▶ [Exercise brief]
Where does "window" appear in the data? Return each line that holds it.

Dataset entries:

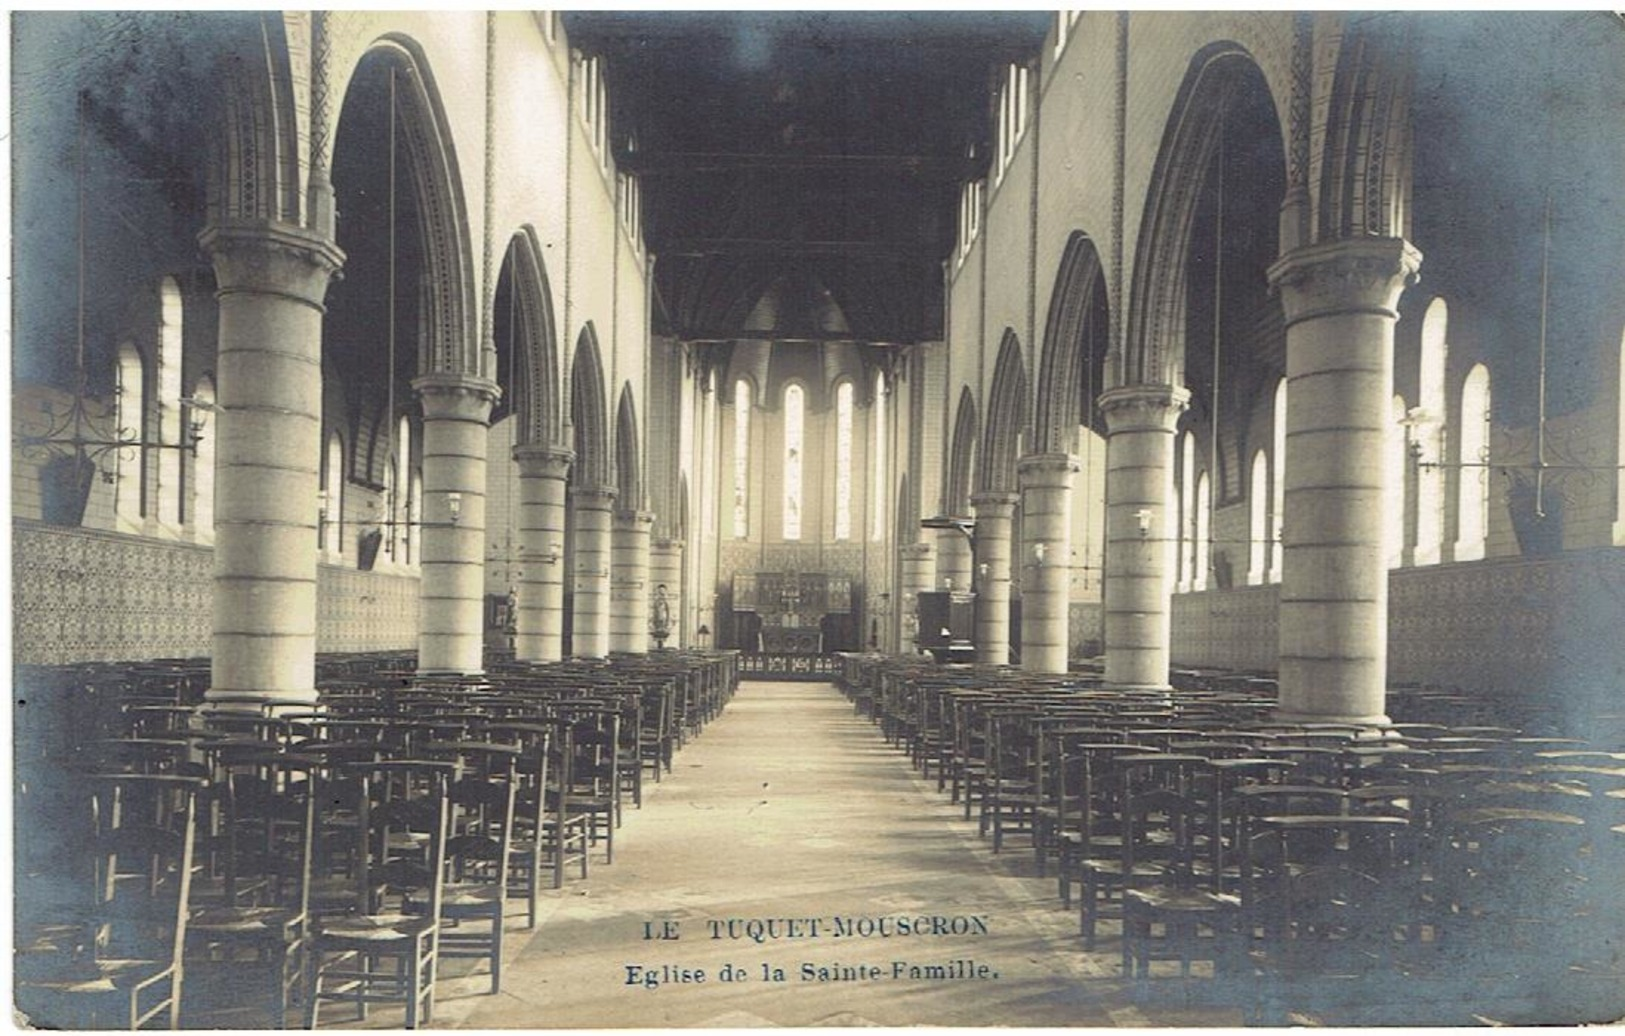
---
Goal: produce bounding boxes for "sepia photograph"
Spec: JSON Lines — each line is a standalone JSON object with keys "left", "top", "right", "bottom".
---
{"left": 10, "top": 8, "right": 1625, "bottom": 1029}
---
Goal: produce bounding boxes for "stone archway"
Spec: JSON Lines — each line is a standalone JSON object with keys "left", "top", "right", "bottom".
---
{"left": 568, "top": 324, "right": 614, "bottom": 657}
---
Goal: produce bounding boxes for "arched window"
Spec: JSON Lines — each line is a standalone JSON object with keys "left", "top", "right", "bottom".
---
{"left": 157, "top": 278, "right": 184, "bottom": 529}
{"left": 407, "top": 472, "right": 422, "bottom": 566}
{"left": 1269, "top": 379, "right": 1286, "bottom": 583}
{"left": 392, "top": 414, "right": 412, "bottom": 561}
{"left": 114, "top": 341, "right": 145, "bottom": 527}
{"left": 1388, "top": 395, "right": 1408, "bottom": 569}
{"left": 1248, "top": 450, "right": 1268, "bottom": 585}
{"left": 783, "top": 383, "right": 804, "bottom": 540}
{"left": 871, "top": 371, "right": 887, "bottom": 541}
{"left": 1415, "top": 299, "right": 1449, "bottom": 565}
{"left": 733, "top": 379, "right": 751, "bottom": 539}
{"left": 321, "top": 431, "right": 344, "bottom": 556}
{"left": 1194, "top": 471, "right": 1211, "bottom": 592}
{"left": 1616, "top": 331, "right": 1625, "bottom": 545}
{"left": 1179, "top": 431, "right": 1196, "bottom": 592}
{"left": 190, "top": 376, "right": 215, "bottom": 542}
{"left": 1456, "top": 364, "right": 1492, "bottom": 561}
{"left": 834, "top": 381, "right": 853, "bottom": 540}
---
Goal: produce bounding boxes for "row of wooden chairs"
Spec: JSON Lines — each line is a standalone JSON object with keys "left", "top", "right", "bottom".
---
{"left": 15, "top": 649, "right": 739, "bottom": 1030}
{"left": 839, "top": 654, "right": 1625, "bottom": 1025}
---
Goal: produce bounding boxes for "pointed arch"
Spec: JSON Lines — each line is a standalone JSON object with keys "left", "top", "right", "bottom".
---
{"left": 1124, "top": 44, "right": 1287, "bottom": 388}
{"left": 946, "top": 387, "right": 979, "bottom": 516}
{"left": 1319, "top": 20, "right": 1415, "bottom": 241}
{"left": 615, "top": 382, "right": 642, "bottom": 510}
{"left": 496, "top": 227, "right": 562, "bottom": 447}
{"left": 336, "top": 38, "right": 478, "bottom": 377}
{"left": 979, "top": 329, "right": 1029, "bottom": 494}
{"left": 570, "top": 323, "right": 611, "bottom": 488}
{"left": 207, "top": 14, "right": 303, "bottom": 225}
{"left": 1035, "top": 232, "right": 1111, "bottom": 452}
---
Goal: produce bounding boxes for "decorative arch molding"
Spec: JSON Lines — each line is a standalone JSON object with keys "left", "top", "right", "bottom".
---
{"left": 1124, "top": 43, "right": 1285, "bottom": 388}
{"left": 615, "top": 383, "right": 643, "bottom": 511}
{"left": 570, "top": 323, "right": 612, "bottom": 489}
{"left": 1035, "top": 232, "right": 1111, "bottom": 453}
{"left": 337, "top": 37, "right": 478, "bottom": 378}
{"left": 946, "top": 387, "right": 980, "bottom": 516}
{"left": 207, "top": 14, "right": 304, "bottom": 227}
{"left": 979, "top": 329, "right": 1029, "bottom": 495}
{"left": 1318, "top": 18, "right": 1414, "bottom": 241}
{"left": 500, "top": 227, "right": 563, "bottom": 448}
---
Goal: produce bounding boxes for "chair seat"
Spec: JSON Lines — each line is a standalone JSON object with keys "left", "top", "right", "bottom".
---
{"left": 1125, "top": 887, "right": 1240, "bottom": 911}
{"left": 439, "top": 882, "right": 503, "bottom": 910}
{"left": 189, "top": 904, "right": 302, "bottom": 937}
{"left": 19, "top": 957, "right": 172, "bottom": 994}
{"left": 315, "top": 912, "right": 436, "bottom": 945}
{"left": 1082, "top": 858, "right": 1165, "bottom": 878}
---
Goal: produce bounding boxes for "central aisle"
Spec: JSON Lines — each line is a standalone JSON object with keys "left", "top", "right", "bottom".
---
{"left": 449, "top": 680, "right": 1226, "bottom": 1029}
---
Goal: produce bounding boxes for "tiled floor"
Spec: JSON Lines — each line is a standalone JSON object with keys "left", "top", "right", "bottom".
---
{"left": 413, "top": 680, "right": 1239, "bottom": 1029}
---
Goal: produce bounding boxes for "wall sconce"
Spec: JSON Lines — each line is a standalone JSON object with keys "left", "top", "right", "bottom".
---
{"left": 977, "top": 562, "right": 990, "bottom": 579}
{"left": 1133, "top": 508, "right": 1153, "bottom": 537}
{"left": 1031, "top": 542, "right": 1047, "bottom": 566}
{"left": 541, "top": 540, "right": 562, "bottom": 565}
{"left": 446, "top": 491, "right": 463, "bottom": 525}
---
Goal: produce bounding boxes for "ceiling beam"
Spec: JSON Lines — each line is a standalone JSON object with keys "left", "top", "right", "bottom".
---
{"left": 621, "top": 151, "right": 974, "bottom": 180}
{"left": 657, "top": 238, "right": 942, "bottom": 261}
{"left": 678, "top": 328, "right": 915, "bottom": 346}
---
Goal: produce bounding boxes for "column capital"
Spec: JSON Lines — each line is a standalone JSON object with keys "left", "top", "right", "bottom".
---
{"left": 414, "top": 372, "right": 501, "bottom": 424}
{"left": 615, "top": 509, "right": 656, "bottom": 528}
{"left": 1098, "top": 384, "right": 1190, "bottom": 433}
{"left": 899, "top": 542, "right": 935, "bottom": 560}
{"left": 570, "top": 484, "right": 619, "bottom": 509}
{"left": 1018, "top": 452, "right": 1082, "bottom": 487}
{"left": 199, "top": 219, "right": 345, "bottom": 306}
{"left": 970, "top": 491, "right": 1020, "bottom": 516}
{"left": 652, "top": 538, "right": 686, "bottom": 551}
{"left": 1267, "top": 236, "right": 1423, "bottom": 327}
{"left": 513, "top": 443, "right": 574, "bottom": 479}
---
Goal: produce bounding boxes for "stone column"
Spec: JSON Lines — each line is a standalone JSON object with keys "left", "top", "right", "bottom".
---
{"left": 415, "top": 373, "right": 500, "bottom": 674}
{"left": 971, "top": 491, "right": 1019, "bottom": 665}
{"left": 1269, "top": 237, "right": 1421, "bottom": 725}
{"left": 513, "top": 444, "right": 572, "bottom": 662}
{"left": 650, "top": 539, "right": 684, "bottom": 649}
{"left": 610, "top": 509, "right": 654, "bottom": 654}
{"left": 898, "top": 541, "right": 935, "bottom": 654}
{"left": 1100, "top": 385, "right": 1189, "bottom": 690}
{"left": 1019, "top": 453, "right": 1080, "bottom": 674}
{"left": 570, "top": 485, "right": 617, "bottom": 658}
{"left": 936, "top": 528, "right": 973, "bottom": 593}
{"left": 199, "top": 222, "right": 342, "bottom": 709}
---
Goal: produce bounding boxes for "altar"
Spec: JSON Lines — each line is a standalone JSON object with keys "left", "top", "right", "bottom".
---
{"left": 732, "top": 571, "right": 852, "bottom": 654}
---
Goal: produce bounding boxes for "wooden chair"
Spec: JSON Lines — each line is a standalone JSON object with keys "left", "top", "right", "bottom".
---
{"left": 183, "top": 754, "right": 317, "bottom": 1028}
{"left": 305, "top": 761, "right": 451, "bottom": 1029}
{"left": 16, "top": 773, "right": 201, "bottom": 1030}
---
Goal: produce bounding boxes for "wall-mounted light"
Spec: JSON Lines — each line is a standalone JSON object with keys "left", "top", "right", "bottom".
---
{"left": 542, "top": 540, "right": 562, "bottom": 565}
{"left": 1031, "top": 542, "right": 1047, "bottom": 566}
{"left": 1133, "top": 508, "right": 1153, "bottom": 537}
{"left": 446, "top": 491, "right": 463, "bottom": 525}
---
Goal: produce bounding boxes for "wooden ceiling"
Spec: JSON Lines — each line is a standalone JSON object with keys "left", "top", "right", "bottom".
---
{"left": 563, "top": 12, "right": 1050, "bottom": 345}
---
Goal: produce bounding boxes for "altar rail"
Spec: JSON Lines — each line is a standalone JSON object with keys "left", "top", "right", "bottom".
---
{"left": 738, "top": 652, "right": 841, "bottom": 681}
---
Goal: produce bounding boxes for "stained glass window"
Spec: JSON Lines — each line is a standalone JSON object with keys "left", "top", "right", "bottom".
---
{"left": 733, "top": 379, "right": 751, "bottom": 538}
{"left": 835, "top": 382, "right": 853, "bottom": 540}
{"left": 783, "top": 384, "right": 804, "bottom": 539}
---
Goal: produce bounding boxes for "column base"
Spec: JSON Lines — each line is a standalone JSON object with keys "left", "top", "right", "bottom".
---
{"left": 1271, "top": 708, "right": 1392, "bottom": 728}
{"left": 202, "top": 689, "right": 320, "bottom": 711}
{"left": 1103, "top": 681, "right": 1172, "bottom": 695}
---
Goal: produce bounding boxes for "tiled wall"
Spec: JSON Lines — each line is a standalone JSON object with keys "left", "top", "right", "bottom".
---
{"left": 1171, "top": 549, "right": 1625, "bottom": 700}
{"left": 13, "top": 521, "right": 421, "bottom": 665}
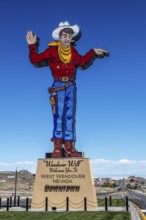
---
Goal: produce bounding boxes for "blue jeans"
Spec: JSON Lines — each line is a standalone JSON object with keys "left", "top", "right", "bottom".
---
{"left": 51, "top": 81, "right": 76, "bottom": 141}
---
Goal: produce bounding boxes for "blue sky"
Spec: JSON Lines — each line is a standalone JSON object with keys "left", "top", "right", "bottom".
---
{"left": 0, "top": 0, "right": 146, "bottom": 177}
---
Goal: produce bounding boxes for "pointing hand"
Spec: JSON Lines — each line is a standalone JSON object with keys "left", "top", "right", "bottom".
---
{"left": 94, "top": 48, "right": 110, "bottom": 58}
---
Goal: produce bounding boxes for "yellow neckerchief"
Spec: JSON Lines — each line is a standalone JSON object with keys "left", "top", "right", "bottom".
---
{"left": 48, "top": 41, "right": 71, "bottom": 64}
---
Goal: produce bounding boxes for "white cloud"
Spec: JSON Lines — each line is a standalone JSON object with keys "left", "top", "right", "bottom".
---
{"left": 91, "top": 159, "right": 110, "bottom": 164}
{"left": 0, "top": 162, "right": 13, "bottom": 167}
{"left": 0, "top": 161, "right": 37, "bottom": 173}
{"left": 16, "top": 161, "right": 36, "bottom": 165}
{"left": 118, "top": 159, "right": 136, "bottom": 164}
{"left": 91, "top": 159, "right": 146, "bottom": 177}
{"left": 91, "top": 159, "right": 146, "bottom": 166}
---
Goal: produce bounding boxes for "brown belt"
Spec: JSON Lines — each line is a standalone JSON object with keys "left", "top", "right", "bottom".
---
{"left": 48, "top": 81, "right": 74, "bottom": 94}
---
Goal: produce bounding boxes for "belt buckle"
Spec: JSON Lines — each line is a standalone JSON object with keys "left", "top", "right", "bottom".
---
{"left": 62, "top": 77, "right": 68, "bottom": 82}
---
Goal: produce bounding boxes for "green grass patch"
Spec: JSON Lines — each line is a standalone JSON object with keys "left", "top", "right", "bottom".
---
{"left": 0, "top": 211, "right": 130, "bottom": 220}
{"left": 98, "top": 199, "right": 126, "bottom": 207}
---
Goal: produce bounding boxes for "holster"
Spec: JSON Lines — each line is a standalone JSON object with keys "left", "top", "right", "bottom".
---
{"left": 50, "top": 94, "right": 57, "bottom": 114}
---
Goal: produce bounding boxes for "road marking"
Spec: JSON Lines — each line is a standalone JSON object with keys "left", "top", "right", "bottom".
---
{"left": 130, "top": 201, "right": 146, "bottom": 220}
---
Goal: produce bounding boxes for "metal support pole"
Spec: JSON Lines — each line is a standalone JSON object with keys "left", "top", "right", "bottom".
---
{"left": 10, "top": 197, "right": 12, "bottom": 207}
{"left": 18, "top": 196, "right": 20, "bottom": 207}
{"left": 105, "top": 197, "right": 108, "bottom": 211}
{"left": 126, "top": 196, "right": 129, "bottom": 212}
{"left": 14, "top": 195, "right": 16, "bottom": 207}
{"left": 14, "top": 170, "right": 18, "bottom": 207}
{"left": 84, "top": 197, "right": 87, "bottom": 211}
{"left": 7, "top": 198, "right": 9, "bottom": 211}
{"left": 0, "top": 198, "right": 1, "bottom": 209}
{"left": 26, "top": 198, "right": 29, "bottom": 211}
{"left": 66, "top": 197, "right": 69, "bottom": 212}
{"left": 109, "top": 196, "right": 112, "bottom": 206}
{"left": 45, "top": 197, "right": 48, "bottom": 212}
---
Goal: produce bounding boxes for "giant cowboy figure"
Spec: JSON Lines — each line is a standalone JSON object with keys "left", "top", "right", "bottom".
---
{"left": 26, "top": 21, "right": 109, "bottom": 158}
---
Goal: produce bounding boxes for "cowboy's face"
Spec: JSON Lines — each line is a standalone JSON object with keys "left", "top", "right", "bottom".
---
{"left": 60, "top": 32, "right": 73, "bottom": 47}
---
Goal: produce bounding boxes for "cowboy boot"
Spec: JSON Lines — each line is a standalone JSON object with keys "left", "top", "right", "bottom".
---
{"left": 51, "top": 138, "right": 63, "bottom": 158}
{"left": 64, "top": 141, "right": 81, "bottom": 157}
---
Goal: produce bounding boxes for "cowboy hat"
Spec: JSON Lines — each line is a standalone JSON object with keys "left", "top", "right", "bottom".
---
{"left": 52, "top": 21, "right": 80, "bottom": 41}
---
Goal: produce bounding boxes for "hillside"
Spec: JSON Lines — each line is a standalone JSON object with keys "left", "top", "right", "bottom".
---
{"left": 0, "top": 170, "right": 35, "bottom": 194}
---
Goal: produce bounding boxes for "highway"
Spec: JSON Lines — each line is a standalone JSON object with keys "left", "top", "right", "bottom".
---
{"left": 97, "top": 180, "right": 146, "bottom": 217}
{"left": 125, "top": 188, "right": 146, "bottom": 216}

▶ [Response to the task]
Goal: produce bounding boxes for "arched window"
Goal: produce bounding boxes for "stained glass window"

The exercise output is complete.